Писатель Леонид Юзефович

Автор: Evgeniya. Отправленный Редкие люди

Историк и писатель, лауреат премий «Большая книга» и «Национальный бестселлер» Леонид Юзефович умеет из подлинных документов и фактов создавать совершенно художественные тексты. 

— Вы помните, как начинался «Поход на Бар-Хото»? Какую сцену написали первой?
 
— Cо всеми своими книгами я живу много лет, только в ненаписанном виде. Конечно, меня волновала сама картина города посреди степей, рядом со священной горой Богдо-Ула. Теперь этот город называется Улан-Батор, а раньше назывался Богдо-Хурэ, что значит «священный монастырь», и Нийслэл-Хурэ, что значит «монастырь-столица», а его старое русское название — Урга (от монгольского Өргөө — «ставка», то есть ставка верховной власти). Здесь жил Богдо-гэгэн, теократический владыка Монголии. И вот этот город в том виде, в каком он существовал в начале XX века, меня всегда волновал.
Вообще все мои книги рождаются из любви к какому-то месту. Писатель Алексей Иванов говорит, что для него очень важен пейзаж, и для меня он тоже важен, прежде всего городской. Скажем, роман «Казароза» родился из образа моей родной Перми, какой она была сто лет назад.

• [ЗАДАНИЯ]:
[A] Какой роман, по словам Юзефовича в отрывке, родился из образа Перми столетней давности?
[B] Перепишите из отрывка текст от «Историк и писатель, лауреат» до «совершенно художественные тексты.» включительно.
Строки здесь ни при чем.

• [ИСХОДНЫЕ СТРОКИ]:
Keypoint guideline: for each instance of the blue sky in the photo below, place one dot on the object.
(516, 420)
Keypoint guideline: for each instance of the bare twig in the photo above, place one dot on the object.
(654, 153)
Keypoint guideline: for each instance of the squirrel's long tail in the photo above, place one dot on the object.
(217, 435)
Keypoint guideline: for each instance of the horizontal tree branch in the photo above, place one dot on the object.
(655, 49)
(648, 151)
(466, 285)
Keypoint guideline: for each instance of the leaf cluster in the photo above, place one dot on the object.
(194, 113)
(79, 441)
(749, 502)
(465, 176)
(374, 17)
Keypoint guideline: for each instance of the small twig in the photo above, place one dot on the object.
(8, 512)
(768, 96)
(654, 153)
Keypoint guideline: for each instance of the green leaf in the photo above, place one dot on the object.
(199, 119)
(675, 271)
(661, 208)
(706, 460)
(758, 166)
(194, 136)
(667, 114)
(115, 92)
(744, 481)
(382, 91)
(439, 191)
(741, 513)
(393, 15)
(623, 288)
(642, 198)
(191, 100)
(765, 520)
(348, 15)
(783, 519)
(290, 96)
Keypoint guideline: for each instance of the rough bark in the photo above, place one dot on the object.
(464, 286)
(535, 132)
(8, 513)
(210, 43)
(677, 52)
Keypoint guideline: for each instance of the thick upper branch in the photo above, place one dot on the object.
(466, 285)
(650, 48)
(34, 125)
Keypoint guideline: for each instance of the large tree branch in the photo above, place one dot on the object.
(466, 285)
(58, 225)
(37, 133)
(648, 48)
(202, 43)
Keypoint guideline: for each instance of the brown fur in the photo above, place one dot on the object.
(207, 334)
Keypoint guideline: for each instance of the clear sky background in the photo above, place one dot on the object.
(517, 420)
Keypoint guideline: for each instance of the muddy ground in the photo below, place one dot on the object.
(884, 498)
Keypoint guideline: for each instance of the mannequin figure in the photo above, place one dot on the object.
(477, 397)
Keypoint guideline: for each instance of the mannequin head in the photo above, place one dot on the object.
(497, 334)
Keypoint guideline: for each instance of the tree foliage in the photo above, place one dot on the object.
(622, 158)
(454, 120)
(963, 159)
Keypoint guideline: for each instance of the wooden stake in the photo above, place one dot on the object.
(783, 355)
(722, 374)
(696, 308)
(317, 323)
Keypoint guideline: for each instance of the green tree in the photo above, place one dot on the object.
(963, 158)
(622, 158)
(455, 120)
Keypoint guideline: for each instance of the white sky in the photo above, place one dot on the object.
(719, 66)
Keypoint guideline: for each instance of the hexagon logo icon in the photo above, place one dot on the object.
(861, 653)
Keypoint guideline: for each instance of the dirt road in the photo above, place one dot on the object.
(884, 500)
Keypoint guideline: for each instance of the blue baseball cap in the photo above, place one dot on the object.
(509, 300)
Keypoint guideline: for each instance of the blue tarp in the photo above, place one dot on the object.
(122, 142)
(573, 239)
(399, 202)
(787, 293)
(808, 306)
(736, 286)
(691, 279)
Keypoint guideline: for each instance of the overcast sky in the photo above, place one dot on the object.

• [ОТВЕТЫ К ЗАДАНИЯМ]:
[A] «Казароза».

[B]
Историк и писатель, лауреат премий «Большая книга» и «Национальный бестселлер» Леонид Юзефович умеет из подлинных документов и фактов создавать совершенно художественные тексты.